[EXTRACTED ENTRIES]
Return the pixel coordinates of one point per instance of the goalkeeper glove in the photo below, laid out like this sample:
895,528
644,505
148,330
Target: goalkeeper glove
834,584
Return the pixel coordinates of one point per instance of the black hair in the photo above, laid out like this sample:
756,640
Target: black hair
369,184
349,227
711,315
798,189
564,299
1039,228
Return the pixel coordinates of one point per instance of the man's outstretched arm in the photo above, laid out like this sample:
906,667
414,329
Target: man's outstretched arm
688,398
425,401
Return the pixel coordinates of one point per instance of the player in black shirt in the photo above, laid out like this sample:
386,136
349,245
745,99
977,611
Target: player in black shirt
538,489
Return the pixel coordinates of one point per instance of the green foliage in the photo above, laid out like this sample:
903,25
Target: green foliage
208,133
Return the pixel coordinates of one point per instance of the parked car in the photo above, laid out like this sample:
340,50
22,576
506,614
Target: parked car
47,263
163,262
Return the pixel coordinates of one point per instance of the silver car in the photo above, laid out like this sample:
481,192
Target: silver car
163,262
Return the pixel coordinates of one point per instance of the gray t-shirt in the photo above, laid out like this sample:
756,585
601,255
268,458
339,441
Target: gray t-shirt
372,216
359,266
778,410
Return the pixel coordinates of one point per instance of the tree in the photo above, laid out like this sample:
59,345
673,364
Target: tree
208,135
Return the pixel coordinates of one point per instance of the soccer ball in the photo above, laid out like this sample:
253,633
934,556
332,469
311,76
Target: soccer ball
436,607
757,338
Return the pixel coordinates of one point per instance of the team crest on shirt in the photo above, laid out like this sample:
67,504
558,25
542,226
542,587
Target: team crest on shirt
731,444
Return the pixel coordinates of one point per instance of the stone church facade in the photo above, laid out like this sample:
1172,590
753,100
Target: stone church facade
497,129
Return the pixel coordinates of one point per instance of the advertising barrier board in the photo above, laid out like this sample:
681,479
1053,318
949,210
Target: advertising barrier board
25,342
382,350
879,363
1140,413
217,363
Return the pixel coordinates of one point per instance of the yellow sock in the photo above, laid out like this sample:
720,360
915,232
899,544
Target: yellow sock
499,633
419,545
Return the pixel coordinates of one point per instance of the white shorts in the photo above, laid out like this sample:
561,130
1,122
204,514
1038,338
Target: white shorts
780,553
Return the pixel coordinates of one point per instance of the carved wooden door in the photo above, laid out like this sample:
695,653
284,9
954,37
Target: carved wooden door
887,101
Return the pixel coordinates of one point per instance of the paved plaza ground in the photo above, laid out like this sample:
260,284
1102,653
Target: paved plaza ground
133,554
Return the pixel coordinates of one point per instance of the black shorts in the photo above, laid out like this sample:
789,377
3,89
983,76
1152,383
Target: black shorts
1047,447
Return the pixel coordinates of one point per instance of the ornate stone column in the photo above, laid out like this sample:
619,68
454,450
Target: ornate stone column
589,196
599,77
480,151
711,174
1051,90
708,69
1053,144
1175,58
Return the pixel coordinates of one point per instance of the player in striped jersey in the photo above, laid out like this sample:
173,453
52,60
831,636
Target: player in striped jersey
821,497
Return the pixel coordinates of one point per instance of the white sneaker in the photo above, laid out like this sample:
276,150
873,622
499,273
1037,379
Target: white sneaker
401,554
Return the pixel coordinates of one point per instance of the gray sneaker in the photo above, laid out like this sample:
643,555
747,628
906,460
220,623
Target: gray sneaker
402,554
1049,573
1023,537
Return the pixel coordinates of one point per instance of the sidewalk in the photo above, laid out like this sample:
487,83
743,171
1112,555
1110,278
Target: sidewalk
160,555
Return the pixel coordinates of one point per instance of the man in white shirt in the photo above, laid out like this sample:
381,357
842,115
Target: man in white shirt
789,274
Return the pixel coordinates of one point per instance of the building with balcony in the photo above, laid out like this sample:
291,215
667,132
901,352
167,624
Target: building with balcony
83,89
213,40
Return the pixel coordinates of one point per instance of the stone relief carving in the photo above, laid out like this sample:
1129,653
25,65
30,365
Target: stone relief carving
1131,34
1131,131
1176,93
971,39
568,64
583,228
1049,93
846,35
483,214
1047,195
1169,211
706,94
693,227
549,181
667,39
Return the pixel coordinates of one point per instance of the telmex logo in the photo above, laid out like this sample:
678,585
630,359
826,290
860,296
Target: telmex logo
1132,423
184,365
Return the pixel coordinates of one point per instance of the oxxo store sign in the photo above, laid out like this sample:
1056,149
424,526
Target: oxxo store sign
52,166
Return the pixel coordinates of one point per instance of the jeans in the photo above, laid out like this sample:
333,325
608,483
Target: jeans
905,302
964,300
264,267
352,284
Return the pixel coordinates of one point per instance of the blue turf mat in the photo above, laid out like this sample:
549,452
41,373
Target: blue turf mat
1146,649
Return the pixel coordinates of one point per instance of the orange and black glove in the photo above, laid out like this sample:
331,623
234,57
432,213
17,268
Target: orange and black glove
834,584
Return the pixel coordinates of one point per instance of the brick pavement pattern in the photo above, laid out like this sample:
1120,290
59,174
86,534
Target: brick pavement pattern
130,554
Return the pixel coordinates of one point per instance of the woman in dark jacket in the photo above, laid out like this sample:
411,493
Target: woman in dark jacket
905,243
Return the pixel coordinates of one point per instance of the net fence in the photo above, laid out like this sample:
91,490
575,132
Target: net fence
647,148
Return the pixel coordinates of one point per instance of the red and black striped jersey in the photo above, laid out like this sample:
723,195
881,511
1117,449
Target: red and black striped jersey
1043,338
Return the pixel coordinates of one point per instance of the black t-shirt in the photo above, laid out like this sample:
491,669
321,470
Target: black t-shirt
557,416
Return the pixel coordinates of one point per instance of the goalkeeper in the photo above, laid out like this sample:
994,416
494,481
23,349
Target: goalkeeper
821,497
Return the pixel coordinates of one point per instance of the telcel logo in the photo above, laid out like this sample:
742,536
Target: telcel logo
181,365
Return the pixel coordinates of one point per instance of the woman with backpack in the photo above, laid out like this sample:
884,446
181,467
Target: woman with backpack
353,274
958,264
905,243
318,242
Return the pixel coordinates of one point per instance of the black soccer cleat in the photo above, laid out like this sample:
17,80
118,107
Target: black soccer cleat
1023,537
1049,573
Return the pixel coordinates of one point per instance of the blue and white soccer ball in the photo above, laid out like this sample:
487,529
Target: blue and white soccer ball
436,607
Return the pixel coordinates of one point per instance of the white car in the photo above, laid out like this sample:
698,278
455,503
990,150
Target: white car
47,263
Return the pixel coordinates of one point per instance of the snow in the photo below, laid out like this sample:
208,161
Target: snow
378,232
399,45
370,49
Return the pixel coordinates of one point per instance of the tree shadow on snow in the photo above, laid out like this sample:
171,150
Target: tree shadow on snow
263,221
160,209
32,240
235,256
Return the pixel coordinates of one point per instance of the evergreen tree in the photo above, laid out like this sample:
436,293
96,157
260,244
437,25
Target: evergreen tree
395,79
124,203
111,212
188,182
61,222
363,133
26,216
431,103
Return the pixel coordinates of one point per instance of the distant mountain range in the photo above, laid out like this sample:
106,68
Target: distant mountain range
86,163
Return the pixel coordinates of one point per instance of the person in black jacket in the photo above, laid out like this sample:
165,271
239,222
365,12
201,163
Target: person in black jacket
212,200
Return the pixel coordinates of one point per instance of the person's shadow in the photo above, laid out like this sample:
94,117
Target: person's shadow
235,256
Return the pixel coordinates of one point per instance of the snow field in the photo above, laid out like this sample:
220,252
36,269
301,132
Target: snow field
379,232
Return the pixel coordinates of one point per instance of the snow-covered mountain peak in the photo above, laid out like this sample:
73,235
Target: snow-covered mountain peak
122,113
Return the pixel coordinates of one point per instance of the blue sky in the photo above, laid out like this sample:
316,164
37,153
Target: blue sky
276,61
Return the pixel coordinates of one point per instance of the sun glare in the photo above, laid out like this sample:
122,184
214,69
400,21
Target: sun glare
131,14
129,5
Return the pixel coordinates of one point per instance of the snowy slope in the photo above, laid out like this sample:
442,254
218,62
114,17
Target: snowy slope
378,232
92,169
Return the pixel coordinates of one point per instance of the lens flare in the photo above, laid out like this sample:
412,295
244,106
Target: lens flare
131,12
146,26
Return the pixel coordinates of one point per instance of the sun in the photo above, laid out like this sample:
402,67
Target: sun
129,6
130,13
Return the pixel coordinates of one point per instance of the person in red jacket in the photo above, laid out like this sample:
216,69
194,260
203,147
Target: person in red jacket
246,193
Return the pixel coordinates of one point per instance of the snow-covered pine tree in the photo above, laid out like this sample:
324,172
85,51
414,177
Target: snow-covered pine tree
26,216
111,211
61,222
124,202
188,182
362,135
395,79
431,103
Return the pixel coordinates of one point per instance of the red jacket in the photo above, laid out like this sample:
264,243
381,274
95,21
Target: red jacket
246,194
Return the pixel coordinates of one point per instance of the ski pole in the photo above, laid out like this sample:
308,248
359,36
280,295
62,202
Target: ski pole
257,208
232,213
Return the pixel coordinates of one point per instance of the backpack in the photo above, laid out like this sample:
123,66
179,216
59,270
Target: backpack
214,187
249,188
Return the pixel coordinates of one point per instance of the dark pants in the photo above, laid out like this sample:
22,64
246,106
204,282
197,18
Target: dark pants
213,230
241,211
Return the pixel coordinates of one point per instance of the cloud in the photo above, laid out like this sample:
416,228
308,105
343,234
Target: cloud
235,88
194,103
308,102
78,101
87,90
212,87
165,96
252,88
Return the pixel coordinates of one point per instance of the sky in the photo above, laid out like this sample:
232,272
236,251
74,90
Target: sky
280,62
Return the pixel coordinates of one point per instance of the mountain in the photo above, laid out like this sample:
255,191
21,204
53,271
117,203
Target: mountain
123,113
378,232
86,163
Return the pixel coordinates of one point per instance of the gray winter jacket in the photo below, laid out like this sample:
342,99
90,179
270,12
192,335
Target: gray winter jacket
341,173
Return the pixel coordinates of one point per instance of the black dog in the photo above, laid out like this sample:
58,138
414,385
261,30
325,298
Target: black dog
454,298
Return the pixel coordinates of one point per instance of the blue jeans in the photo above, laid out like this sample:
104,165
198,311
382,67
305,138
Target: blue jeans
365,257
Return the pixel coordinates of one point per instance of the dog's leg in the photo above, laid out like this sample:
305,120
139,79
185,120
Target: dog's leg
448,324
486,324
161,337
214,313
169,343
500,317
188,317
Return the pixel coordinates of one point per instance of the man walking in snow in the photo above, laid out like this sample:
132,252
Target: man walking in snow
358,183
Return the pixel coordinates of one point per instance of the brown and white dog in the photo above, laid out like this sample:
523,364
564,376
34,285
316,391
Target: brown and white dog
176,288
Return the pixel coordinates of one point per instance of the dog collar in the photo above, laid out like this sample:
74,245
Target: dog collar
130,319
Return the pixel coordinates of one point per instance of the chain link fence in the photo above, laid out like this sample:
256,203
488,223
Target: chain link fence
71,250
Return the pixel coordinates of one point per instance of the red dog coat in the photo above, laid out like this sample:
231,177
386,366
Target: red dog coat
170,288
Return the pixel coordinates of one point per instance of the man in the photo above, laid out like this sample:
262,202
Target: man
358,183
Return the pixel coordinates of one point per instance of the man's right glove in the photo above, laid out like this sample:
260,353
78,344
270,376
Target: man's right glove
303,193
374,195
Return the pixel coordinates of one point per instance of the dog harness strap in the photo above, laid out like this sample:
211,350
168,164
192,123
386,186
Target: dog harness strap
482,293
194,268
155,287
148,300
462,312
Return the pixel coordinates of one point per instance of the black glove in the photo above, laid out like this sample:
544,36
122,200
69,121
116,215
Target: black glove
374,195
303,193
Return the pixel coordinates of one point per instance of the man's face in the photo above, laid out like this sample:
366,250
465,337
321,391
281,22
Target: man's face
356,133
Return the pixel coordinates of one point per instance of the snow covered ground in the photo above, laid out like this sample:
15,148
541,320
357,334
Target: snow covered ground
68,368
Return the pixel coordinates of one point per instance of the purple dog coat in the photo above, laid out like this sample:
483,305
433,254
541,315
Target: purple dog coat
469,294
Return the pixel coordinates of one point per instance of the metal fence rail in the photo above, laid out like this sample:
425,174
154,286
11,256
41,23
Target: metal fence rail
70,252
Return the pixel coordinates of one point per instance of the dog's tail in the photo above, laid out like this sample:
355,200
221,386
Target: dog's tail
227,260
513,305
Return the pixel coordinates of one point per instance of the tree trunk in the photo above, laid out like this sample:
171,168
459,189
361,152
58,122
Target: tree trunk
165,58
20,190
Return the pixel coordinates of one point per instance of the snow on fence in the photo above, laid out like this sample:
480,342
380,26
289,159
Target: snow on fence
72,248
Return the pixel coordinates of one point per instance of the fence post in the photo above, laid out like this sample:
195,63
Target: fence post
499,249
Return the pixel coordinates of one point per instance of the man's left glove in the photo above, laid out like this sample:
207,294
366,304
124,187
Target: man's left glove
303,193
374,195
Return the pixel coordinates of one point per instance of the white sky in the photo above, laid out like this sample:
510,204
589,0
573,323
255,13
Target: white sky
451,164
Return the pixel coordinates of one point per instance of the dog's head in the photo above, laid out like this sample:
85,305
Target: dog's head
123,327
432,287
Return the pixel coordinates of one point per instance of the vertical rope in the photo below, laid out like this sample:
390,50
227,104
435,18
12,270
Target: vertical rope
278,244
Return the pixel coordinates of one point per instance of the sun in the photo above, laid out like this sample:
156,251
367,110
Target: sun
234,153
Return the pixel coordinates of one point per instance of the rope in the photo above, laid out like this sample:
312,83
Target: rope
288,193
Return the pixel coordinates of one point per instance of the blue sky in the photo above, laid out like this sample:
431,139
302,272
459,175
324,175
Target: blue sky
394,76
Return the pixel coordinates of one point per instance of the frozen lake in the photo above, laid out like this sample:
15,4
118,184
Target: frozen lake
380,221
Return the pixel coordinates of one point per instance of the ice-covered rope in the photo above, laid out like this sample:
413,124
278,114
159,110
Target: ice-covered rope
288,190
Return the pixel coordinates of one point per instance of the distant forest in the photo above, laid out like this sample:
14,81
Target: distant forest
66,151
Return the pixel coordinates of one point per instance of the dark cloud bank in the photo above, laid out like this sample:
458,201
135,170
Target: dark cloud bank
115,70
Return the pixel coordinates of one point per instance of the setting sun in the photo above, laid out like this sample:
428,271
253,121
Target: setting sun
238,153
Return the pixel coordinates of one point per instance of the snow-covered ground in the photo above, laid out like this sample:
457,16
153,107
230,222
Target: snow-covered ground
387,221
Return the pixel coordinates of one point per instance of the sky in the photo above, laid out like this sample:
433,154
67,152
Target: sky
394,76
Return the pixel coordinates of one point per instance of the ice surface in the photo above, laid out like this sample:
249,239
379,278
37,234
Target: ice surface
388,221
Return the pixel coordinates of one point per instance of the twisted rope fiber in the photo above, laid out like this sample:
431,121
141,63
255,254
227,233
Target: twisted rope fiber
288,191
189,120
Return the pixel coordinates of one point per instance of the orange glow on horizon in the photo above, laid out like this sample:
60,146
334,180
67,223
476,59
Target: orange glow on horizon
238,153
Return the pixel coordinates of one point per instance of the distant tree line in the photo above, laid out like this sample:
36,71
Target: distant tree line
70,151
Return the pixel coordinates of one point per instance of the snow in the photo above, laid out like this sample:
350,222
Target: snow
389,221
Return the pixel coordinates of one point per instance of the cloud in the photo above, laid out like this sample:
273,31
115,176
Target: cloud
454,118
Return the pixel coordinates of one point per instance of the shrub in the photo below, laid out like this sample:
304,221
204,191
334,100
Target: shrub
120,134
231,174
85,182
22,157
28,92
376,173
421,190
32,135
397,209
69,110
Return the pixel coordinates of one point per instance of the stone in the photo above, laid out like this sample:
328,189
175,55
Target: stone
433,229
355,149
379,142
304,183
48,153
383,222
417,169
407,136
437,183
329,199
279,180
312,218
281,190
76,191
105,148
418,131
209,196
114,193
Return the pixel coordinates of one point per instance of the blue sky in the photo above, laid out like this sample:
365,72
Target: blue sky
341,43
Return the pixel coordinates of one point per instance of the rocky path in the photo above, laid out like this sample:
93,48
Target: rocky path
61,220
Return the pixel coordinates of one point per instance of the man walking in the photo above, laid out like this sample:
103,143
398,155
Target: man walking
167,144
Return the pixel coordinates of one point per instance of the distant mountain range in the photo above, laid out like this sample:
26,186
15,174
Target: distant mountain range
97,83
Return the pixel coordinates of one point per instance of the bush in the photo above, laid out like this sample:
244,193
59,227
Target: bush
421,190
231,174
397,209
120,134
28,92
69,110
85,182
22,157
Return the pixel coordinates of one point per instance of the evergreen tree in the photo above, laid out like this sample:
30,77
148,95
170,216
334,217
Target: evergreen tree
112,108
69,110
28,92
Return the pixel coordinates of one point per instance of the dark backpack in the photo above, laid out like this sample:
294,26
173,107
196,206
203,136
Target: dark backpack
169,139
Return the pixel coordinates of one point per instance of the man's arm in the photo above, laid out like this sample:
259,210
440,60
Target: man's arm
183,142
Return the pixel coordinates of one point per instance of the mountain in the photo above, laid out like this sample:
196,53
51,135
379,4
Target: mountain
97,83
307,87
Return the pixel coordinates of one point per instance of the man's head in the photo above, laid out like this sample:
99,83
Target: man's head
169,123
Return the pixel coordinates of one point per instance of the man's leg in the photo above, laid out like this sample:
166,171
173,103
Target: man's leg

[YOUR INSTRUCTIONS] Each line from the one with "of the rocky" through the last line of the records must be written out word for word. Include nothing else.

[FULL RESPONSE]
Return the pixel coordinates of one point per instance of the rocky path in the photo above, laid out like this sample:
93,48
Target: rocky path
61,220
Return the pixel coordinates of one point per instance of the man walking in the photo above, laid out like this sample:
103,143
398,155
Target: man walking
167,144
Return the pixel coordinates of one point per instance of the distant mountain range in the photo above, laid out like this sample:
26,186
15,174
Target: distant mountain range
97,83
Return the pixel coordinates of one point per instance of the bush in the photo above, laid out like this sample:
244,193
59,227
Target: bush
421,190
231,174
397,209
120,134
28,92
69,110
85,182
22,157
Return the pixel coordinates of one point per instance of the evergreen tree in the photo above, laid out like this sample:
30,77
148,95
170,216
334,217
Target: evergreen tree
112,108
69,110
28,92
Return the pixel coordinates of one point per instance of the dark backpack in the photo above, laid out like this sample:
294,26
173,107
196,206
203,136
Target: dark backpack
169,139
Return the pixel coordinates of one point per instance of the man's arm in the photo above, laid out like this sample:
259,210
440,60
Target: man's arm
183,142
Return the pixel coordinates of one point per instance of the mountain in the photo above, laid out like this sample:
196,53
51,135
379,4
Target: mountain
97,83
307,87
Return the pixel coordinates of one point per instance of the man's head in the photo above, laid out like this sample:
99,83
Target: man's head
169,123
Return the pixel coordinates of one point per instance of the man's leg in the photo above, laid out like this sample:
166,171
173,103
Target: man's leg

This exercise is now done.